Papua-Neuguinea: Tiefseebergbau-Projekt gescheitert

Von Jan Pingel

Geplant als Einstiegsprojekt, steht in Papua-Neuguinea (dem eigenständigen Staat im Osten der Insel Neuguinea) das weltweit erste kommerzielle Tiefseebergbau-Projekt Solwara 1 vor dem Scheitern. Das kanadische Unternehmen Nautilus Minerals, das noch in diesem Jahr mit dem Abbau in der Metallsulfid-Lagerstätte am Meeresboden der Bismarcksee starten wollte, ist zahlungsunfähig.

* * *

AUFGABEN »
1. Beantworten Sie anhand des Studientextes die folgenden Fragen:
(a) Wer hat den Studientext verfasst?
(b) Wie heißt das Tiefseebergbau-Projekt?
(c) In welchem Meer liegt die Metallsulfid-Lagerstätte, in der Nautilus Minerals mit dem Abbau beginnen wollte?
2. Führen Sie den Studientext über das gescheiterte Tiefseebergbau-Projekt in Papua-Neuguinea im Anschluss an seinen letzten Satz fort.
Die Datensätze werden für die Bearbeitung nicht benötigt.

* * *

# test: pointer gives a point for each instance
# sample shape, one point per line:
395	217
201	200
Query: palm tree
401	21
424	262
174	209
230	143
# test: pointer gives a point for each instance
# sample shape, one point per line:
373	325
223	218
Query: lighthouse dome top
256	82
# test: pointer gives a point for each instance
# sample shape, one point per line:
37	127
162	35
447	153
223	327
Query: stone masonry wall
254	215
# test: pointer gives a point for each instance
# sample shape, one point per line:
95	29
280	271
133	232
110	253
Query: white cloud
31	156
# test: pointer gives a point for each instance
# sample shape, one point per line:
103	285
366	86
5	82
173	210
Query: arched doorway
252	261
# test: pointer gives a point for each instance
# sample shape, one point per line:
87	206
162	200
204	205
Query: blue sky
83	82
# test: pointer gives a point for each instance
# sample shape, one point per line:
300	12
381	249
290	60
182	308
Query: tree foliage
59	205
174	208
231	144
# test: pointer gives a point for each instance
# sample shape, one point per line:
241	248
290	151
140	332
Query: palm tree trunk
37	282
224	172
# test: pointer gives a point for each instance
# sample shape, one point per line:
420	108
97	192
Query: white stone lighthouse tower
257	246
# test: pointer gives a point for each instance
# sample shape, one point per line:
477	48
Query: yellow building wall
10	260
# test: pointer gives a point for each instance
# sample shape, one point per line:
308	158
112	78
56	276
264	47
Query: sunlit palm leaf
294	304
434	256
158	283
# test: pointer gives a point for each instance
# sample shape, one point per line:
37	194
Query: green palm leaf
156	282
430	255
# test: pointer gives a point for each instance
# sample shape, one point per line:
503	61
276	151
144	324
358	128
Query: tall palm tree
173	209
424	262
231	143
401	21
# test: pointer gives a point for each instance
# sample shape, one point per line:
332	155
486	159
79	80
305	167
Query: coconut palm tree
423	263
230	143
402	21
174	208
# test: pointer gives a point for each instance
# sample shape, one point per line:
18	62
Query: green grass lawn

* * *

LÖSUNGEN »
1.
(a) Jan Pingel
(b) Solwara 1
(c) In der Bismarcksee

2.
Ohne je in Betrieb genommen worden zu sein, ist die lang geplante Mine am Meeresgrund schon jetzt ein Symbol in doppelter Hinsicht: Zum einen Symbol für die zerstörerische und ungerechte Wirtschaftsweise der Industrie-länder. Die Risiken des Meeresbodenbergbaus, denen sich die Menschen in Papua-Neuguinea und bald auch auf den Cook Islands, den Salomonen, Tonga, Fidschi und den anderen pazifischen Inseln, ausgesetzt sehen, sind unmittelbar verbunden mit den Folgen des Wirtschaftens im globalen Norden. Denn die Tiefseemineralien sollen nicht nur ein profitables Geschäft für die Unternehmen und Investoren abgeben. Sie werden angepriesen als Lösung weltweiter Ressourcenknappheit.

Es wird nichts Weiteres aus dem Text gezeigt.